** Source data follows **

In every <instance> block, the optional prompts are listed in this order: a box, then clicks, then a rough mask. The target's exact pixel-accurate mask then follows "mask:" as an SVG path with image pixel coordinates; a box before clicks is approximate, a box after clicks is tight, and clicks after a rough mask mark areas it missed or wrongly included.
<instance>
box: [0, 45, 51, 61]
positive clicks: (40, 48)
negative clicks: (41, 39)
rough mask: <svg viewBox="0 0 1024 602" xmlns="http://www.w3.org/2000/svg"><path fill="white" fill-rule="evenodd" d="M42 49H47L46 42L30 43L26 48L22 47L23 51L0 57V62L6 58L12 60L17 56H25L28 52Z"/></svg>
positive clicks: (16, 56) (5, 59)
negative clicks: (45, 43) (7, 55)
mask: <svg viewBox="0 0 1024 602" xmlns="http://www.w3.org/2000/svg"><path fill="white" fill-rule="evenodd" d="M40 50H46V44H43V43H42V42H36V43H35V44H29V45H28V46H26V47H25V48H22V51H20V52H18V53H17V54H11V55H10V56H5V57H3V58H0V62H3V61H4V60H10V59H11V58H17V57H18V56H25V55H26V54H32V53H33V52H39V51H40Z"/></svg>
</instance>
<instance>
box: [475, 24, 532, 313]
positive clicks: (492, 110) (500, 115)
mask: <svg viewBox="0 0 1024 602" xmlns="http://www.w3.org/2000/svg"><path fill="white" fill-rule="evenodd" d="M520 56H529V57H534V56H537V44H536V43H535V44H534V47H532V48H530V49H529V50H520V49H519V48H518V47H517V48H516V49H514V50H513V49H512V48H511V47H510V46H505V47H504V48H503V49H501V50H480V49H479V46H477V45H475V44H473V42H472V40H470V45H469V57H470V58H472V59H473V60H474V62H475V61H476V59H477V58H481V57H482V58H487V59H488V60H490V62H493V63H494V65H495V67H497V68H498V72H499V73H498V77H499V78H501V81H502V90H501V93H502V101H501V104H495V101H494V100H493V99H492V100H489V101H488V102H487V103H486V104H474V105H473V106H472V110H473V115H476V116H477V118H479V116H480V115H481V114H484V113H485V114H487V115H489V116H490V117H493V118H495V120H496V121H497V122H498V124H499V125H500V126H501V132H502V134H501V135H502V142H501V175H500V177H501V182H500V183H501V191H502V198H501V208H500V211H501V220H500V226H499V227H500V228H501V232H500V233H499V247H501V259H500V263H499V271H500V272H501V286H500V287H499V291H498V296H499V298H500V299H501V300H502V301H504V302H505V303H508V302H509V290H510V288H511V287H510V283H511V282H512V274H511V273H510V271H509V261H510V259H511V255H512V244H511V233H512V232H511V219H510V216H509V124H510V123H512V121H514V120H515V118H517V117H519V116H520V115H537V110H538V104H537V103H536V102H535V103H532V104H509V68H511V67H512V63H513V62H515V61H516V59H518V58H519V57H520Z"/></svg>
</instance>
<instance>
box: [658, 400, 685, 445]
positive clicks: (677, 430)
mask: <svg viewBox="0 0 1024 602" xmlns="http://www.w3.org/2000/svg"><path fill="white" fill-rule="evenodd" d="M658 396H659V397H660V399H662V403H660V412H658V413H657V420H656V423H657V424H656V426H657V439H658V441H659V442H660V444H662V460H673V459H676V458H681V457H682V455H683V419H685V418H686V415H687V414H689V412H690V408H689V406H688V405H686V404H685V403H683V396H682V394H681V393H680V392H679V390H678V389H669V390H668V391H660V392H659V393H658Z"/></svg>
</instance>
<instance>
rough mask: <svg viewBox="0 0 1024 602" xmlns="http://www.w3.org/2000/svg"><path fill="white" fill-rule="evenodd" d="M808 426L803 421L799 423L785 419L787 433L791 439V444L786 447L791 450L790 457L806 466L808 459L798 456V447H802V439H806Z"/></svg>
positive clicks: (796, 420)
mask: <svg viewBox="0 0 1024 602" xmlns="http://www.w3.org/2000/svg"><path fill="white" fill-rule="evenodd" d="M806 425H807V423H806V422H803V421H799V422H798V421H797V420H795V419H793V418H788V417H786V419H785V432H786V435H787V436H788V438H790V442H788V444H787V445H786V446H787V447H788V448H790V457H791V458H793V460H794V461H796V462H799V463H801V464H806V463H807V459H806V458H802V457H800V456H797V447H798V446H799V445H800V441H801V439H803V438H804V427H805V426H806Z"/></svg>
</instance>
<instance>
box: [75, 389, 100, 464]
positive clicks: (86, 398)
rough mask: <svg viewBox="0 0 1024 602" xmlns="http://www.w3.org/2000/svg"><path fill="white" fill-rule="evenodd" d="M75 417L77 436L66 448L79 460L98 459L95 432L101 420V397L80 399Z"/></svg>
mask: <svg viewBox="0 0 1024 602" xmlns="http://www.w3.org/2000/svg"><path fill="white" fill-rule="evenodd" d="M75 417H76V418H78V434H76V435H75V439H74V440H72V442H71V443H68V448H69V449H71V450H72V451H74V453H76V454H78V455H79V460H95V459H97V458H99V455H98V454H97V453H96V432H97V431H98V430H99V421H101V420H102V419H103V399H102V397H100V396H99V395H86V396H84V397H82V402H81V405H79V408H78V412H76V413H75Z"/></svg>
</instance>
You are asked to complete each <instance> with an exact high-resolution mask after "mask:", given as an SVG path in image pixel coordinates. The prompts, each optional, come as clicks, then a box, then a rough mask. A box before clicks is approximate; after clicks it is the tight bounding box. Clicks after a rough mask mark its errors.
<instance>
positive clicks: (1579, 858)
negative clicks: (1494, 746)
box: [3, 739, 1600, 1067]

** End of Source data **

§ Work instruction: From the entries, copy out each line containing the word "image".

§ Result of this task:
In every <instance> block, the optional prompts are listed in this order: a box, then clicks, then a rough mask. The target's exact pixel-accurate mask then follows "mask:" as an SVG path with image pixel coordinates; a box before clicks is approximate, a box after clicks is tight, and clicks after a rough mask mark areas it missed or wrongly included.
You are asked to complete each <instance> with an exact high-resolution mask after "mask:", given as an SVG path in image pixel coordinates. The prompts, each optional, come as clicks, then a box, then a rough mask. A box before clicks is approximate; after clicks it is the tight bounding box. Clicks after a rough mask mark its errors.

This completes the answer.